> **Written tasks**:
1/ In the whisky water article, rewrite the part that opens with the words "Ian Wisniewski assesses" and closes with "distillery to another.", swapping "copper" for "brass".
2/ According to the whisky water article, about how much water does a malt bottled at 40% abv contain?

> **Page excerpt**:
Whisky Magazine Issue 26
This article is 12 years old and some information provided may be time sensitive. Please check all details of events, tours, opening times and other information before travelling or making arrangements.
Copyright Whisky Magazine © 1999-2014. All rights reserved. To use or reproduce part or all of this article please contact us for details of how you can do so legally.
Ian Wisniewski assesses the effect of the water used in whisky production and as mixer on the drink we love
Explaining differences between single malts on the basis of the water used was always very convenient. Embodying a host of ecovalues, the image of a bubbling brook is far more evocative than explaining the contribution made by other factors such as the strain of yeast, the degree of reflux, the influence of copper, and, of course, maturation.
The sheer volume of water in every bottle of malt whisky, with a malt bottled at 40% abv containing around 60% water, suggests that water is a primary influence. Moreover, varying water sources, whether it's a spring, loch, stream or river, as well as the underlying geology through which the water has ‘filtered', ensure that the nature of the water can differ enormously from one distillery to another.

> **Records provided**:
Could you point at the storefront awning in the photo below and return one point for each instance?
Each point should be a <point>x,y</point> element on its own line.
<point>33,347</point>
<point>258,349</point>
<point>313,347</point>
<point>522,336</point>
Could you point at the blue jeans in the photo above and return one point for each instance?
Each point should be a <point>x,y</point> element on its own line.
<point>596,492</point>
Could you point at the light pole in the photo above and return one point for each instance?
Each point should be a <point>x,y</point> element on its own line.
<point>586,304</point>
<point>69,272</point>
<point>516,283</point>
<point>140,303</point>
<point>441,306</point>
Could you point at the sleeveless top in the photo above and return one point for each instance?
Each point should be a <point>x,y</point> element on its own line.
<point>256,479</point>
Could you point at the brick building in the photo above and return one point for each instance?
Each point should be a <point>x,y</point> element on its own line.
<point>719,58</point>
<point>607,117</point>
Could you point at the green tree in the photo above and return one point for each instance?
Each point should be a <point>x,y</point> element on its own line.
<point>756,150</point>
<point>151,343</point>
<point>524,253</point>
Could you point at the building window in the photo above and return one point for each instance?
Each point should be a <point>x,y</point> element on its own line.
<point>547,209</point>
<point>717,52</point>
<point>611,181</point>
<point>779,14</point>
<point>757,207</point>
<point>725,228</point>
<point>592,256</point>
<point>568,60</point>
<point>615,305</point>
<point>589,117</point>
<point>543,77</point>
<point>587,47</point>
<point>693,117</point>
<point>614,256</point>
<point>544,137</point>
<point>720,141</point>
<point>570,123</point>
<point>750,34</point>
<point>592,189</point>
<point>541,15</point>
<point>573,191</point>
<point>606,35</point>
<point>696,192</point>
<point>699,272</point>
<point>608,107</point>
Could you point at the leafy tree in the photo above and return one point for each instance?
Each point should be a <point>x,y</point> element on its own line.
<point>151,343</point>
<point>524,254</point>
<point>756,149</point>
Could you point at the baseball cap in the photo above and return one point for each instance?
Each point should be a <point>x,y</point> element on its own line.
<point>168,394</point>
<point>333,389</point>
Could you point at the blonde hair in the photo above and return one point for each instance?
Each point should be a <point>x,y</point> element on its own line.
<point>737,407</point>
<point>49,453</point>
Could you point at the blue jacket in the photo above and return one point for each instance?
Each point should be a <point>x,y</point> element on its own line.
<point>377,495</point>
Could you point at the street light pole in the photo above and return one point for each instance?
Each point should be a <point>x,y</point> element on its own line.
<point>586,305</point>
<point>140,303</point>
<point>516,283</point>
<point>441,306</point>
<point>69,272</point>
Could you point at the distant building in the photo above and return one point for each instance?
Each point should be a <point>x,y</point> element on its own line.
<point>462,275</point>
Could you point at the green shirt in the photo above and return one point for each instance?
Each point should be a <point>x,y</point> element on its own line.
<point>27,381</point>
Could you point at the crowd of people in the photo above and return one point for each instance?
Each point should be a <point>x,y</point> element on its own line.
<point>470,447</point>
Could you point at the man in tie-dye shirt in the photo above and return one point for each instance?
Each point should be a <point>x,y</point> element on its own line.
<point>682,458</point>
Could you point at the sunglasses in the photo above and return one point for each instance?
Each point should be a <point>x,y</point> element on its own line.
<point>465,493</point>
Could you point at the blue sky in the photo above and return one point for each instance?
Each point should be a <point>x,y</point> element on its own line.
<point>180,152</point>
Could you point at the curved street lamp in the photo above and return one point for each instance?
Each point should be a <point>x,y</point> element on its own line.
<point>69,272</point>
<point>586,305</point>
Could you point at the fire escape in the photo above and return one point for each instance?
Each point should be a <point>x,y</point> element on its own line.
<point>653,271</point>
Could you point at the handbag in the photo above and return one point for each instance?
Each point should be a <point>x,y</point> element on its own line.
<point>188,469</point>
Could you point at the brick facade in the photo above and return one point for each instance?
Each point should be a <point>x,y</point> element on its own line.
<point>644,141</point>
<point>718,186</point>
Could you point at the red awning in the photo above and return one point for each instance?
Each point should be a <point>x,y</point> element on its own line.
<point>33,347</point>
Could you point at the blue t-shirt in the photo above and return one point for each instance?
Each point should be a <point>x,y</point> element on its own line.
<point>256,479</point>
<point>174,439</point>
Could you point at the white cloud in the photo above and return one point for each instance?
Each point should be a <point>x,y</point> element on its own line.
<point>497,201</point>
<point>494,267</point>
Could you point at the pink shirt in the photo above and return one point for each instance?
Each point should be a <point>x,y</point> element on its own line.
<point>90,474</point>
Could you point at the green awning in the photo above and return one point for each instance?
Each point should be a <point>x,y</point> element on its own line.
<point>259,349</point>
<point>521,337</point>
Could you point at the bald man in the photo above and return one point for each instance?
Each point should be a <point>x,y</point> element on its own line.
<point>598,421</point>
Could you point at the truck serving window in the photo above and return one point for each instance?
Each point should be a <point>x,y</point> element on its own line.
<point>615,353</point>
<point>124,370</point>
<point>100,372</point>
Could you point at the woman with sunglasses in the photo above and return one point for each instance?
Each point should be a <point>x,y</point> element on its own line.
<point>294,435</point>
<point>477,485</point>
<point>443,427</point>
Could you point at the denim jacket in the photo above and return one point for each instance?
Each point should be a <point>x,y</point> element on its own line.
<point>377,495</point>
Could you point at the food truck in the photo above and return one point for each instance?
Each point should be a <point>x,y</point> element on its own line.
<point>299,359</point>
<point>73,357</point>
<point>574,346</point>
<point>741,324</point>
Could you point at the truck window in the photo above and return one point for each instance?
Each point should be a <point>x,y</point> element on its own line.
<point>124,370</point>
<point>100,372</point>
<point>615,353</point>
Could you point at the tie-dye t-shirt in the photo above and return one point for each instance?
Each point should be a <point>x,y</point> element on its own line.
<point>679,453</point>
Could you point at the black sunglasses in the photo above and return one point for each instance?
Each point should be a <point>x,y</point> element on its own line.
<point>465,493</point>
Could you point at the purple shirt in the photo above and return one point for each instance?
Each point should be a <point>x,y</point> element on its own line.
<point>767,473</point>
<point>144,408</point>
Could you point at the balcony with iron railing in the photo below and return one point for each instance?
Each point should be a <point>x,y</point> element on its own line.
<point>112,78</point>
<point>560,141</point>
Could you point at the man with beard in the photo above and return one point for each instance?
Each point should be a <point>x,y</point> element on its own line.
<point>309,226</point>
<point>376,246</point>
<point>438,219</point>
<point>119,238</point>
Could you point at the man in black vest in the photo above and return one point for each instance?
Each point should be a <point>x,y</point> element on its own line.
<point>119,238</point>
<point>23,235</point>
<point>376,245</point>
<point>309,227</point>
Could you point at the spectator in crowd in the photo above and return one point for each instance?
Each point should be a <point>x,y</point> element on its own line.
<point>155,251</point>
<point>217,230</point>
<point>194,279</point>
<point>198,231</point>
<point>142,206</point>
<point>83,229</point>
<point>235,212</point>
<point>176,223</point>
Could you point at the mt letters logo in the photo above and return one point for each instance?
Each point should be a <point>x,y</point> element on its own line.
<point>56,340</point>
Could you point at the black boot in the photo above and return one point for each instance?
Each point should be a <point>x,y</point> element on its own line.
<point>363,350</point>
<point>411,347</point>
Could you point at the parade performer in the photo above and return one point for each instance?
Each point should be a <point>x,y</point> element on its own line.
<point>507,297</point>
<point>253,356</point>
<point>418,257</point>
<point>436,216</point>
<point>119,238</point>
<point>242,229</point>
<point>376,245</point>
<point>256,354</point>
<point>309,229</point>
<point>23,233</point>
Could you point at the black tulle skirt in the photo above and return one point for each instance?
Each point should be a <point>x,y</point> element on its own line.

> **Set of answers**:
1/
Ian Wisniewski assesses the effect of the water used in whisky production and as mixer on the drink we love
Explaining differences between single malts on the basis of the water used was always very convenient. Embodying a host of ecovalues, the image of a bubbling brook is far more evocative than explaining the contribution made by other factors such as the strain of yeast, the degree of reflux, the influence of brass, and, of course, maturation.
The sheer volume of water in every bottle of malt whisky, with a malt bottled at 40% abv containing around 60% water, suggests that water is a primary influence. Moreover, varying water sources, whether it's a spring, loch, stream or river, as well as the underlying geology through which the water has ‘filtered', ensure that the nature of the water can differ enormously from one distillery to another.

2/ Around 60% water.